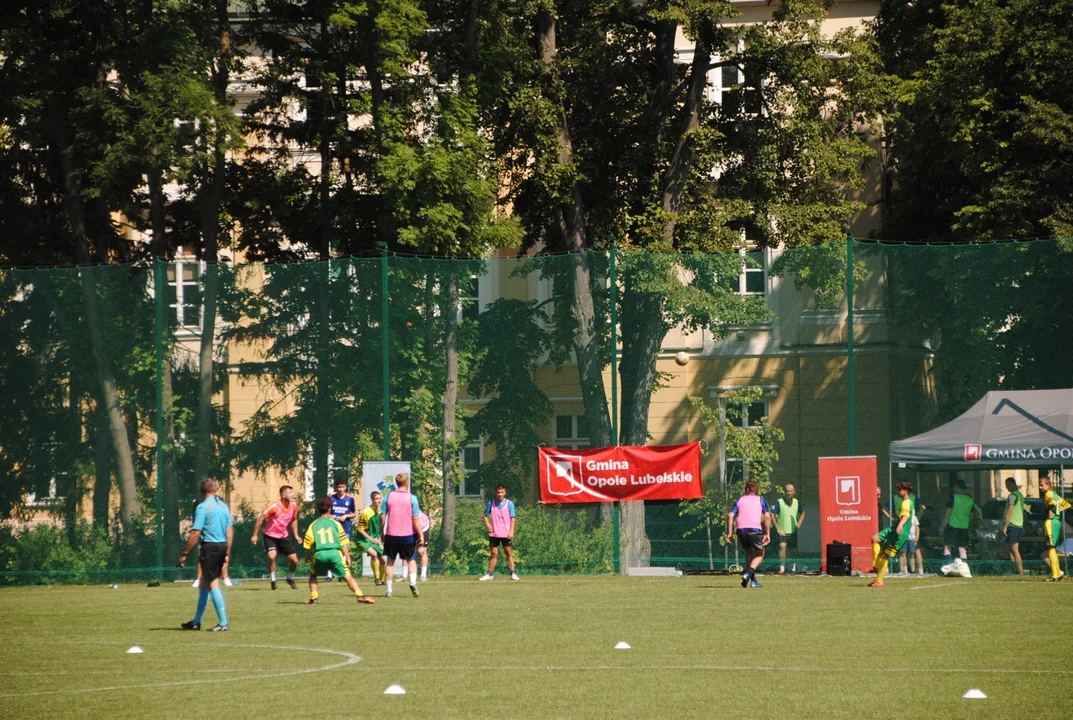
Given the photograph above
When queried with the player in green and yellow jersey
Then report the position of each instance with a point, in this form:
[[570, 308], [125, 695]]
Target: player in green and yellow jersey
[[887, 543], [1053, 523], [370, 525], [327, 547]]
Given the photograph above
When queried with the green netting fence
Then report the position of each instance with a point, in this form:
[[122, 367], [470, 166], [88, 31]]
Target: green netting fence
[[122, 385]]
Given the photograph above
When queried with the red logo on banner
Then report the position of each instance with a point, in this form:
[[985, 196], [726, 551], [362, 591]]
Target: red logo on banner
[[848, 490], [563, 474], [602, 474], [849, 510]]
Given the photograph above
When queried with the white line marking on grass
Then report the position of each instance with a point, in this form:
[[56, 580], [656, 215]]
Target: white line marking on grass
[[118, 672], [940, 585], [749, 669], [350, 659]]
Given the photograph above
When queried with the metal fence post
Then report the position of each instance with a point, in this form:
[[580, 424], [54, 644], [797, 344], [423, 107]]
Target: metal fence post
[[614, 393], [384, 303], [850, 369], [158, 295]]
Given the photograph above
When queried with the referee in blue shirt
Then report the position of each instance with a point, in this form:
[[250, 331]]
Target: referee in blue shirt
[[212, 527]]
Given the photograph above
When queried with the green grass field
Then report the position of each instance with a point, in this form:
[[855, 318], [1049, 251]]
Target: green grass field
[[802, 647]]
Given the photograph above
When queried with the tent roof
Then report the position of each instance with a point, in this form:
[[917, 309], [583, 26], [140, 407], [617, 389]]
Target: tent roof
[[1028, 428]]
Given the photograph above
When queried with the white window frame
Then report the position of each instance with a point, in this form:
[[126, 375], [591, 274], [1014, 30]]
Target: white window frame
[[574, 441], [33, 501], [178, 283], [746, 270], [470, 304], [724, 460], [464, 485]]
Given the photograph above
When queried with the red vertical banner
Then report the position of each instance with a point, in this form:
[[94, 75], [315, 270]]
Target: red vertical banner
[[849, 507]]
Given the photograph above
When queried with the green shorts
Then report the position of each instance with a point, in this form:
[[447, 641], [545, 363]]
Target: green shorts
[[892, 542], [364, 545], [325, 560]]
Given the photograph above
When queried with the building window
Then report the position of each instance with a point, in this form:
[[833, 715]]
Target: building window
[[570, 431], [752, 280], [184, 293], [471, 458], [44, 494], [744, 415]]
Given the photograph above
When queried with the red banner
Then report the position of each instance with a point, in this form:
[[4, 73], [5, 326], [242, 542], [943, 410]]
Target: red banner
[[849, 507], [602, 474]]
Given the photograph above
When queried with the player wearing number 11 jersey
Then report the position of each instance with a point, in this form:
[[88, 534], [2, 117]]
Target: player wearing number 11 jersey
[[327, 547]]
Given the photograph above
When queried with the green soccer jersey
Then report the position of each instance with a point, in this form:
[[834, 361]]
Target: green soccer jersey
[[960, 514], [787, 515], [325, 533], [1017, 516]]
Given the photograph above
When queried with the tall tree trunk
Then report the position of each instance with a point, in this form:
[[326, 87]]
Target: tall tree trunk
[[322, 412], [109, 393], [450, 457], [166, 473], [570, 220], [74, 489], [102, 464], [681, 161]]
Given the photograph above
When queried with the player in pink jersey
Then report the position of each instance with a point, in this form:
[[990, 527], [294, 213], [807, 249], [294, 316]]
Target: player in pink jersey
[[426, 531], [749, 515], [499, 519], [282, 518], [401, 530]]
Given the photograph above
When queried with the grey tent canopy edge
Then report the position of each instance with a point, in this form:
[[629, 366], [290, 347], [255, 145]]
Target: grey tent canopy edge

* [BRIEF]
Recast every line of the entries above as a Markdown table with two columns, Row and Line, and leave out blank lines. Omit the pictures from the table.

* [WRITTEN RESPONSE]
| Row | Line |
|---|---|
| 1 | Given the photograph above |
| 2 | When queried with the player in green and yellow jersey |
| 3 | Then report the position of each instance with a point, in this form: |
| 4 | [[570, 308], [125, 695]] |
| 5 | Target: player in green and yellow jersey |
| 6 | [[887, 543], [1053, 523], [370, 525], [327, 547]] |
| 7 | Given the photograph above |
| 8 | When queried with the green netting fence |
| 9 | Then report the position of each instance with a point, in this form: |
| 10 | [[122, 367], [470, 166], [88, 31]] |
| 11 | Target: green netting fence |
| 12 | [[122, 385]] |
| 13 | Given the photograph above |
| 14 | When queried with the red logo on banner |
| 15 | Then report the position of each instance with a point, in this form: |
| 16 | [[985, 196], [726, 551], [362, 591]] |
| 17 | Target: red logo on banner |
| 18 | [[848, 490], [563, 474], [602, 474], [849, 510]] |
| 19 | Given the photograph above |
| 20 | When queried with the white line marking on grass |
| 21 | Then report the position of each instance with a point, in this form: |
| 22 | [[56, 580], [656, 215]] |
| 23 | Target: white line marking on grass |
| 24 | [[118, 672], [940, 585], [749, 669], [350, 659]] |
| 25 | Given the photograph above |
| 26 | When queried with the metal fence post |
| 27 | Then report the position of each instance with a point, in this form: |
| 28 | [[580, 424], [54, 644], [797, 344], [423, 107]] |
| 29 | Target: metal fence post |
| 30 | [[614, 393], [384, 303], [850, 369], [158, 295]] |
| 31 | Given the photograph above |
| 32 | When queried with the referee in blue shirt |
| 33 | Then report the position of each instance with a point, in this form: |
| 34 | [[250, 331]] |
| 35 | Target: referee in blue shirt |
| 36 | [[212, 527]] |
| 37 | Given the photograph above |
| 38 | When queried with the green grass field |
| 39 | Then report the position of each instance with a point, in this form: |
| 40 | [[855, 318], [1049, 251]] |
| 41 | Target: green grass field |
| 42 | [[802, 647]] |
| 43 | Given the photograph above |
| 44 | When queried with the tent roof |
| 45 | Then report the position of each instance with a point, in this form: |
| 46 | [[917, 309], [583, 26], [140, 407], [617, 389]] |
| 47 | Target: tent roof |
| 48 | [[1028, 428]] |
| 49 | Given the photograph above |
| 50 | When queried with the white window frame |
| 51 | Then report the position of each instance with a point, in this form: |
| 52 | [[126, 375], [591, 274], [1014, 30]] |
| 53 | Target: white window frame |
| 54 | [[574, 441], [33, 501], [178, 283], [746, 270], [470, 304], [724, 460], [464, 485]] |
| 55 | Given the photograph above |
| 56 | When queried with the red vertical banner |
| 57 | Then report the position of each instance with a point, in this form: |
| 58 | [[94, 75], [315, 270]] |
| 59 | Target: red vertical banner |
| 60 | [[849, 507]] |
| 61 | Given the photograph above |
| 62 | When queried with the green shorts |
| 63 | Then report the position of each instance with a point, in this form: |
| 64 | [[447, 641], [545, 363]] |
| 65 | Target: green shorts |
| 66 | [[892, 542], [364, 545], [325, 560]] |
| 67 | Given the photograph above |
| 68 | When queried with the building window |
| 69 | Then report the position of each instance with a point, in this form: |
| 70 | [[833, 715]] |
| 71 | Target: building window |
| 72 | [[570, 431], [752, 280], [184, 293], [471, 458], [44, 494], [744, 415]] |
| 73 | Given the photograph above |
| 74 | When queried with the red banner |
| 75 | Then report the position of each instance with a point, in this form: |
| 76 | [[4, 73], [5, 326], [242, 542], [943, 410]] |
| 77 | Target: red banner |
| 78 | [[849, 507], [602, 474]] |
| 79 | Given the photograph above |
| 80 | When queried with the player wearing number 11 jersey |
| 81 | Then report the position of each instance with a point, in this form: |
| 82 | [[88, 534], [2, 117]] |
| 83 | Target: player wearing number 11 jersey |
| 84 | [[327, 547]] |
| 85 | Given the photograph above |
| 86 | When queried with the green soccer jersey |
| 87 | Then report the position of each instance with a point, in this form: |
| 88 | [[834, 361]] |
| 89 | Target: green soccer jersey |
| 90 | [[960, 514], [787, 515], [325, 533], [1017, 516]] |
| 91 | Given the photograph above |
| 92 | When queried with the tall tree trunk |
| 93 | Then report the position of each instance with a point, in this form: |
| 94 | [[326, 87]] |
| 95 | Target: tall tree trunk |
| 96 | [[322, 412], [109, 393], [450, 457], [166, 473], [570, 220], [74, 489], [102, 464], [681, 161]] |
| 97 | Given the photograph above |
| 98 | When queried with the player in pink jersey |
| 99 | Then report the position of each instance with a point, in this form: |
| 100 | [[990, 527], [294, 213], [807, 249], [294, 316]] |
| 101 | Target: player in pink jersey |
| 102 | [[426, 531], [749, 515], [499, 519], [282, 518], [401, 530]] |
| 103 | Given the photograph above |
| 104 | When queried with the grey tent canopy edge |
| 105 | Then report the position of each instance with a point, in this form: |
| 106 | [[629, 366], [290, 347], [255, 145]] |
| 107 | Target: grey tent canopy edge |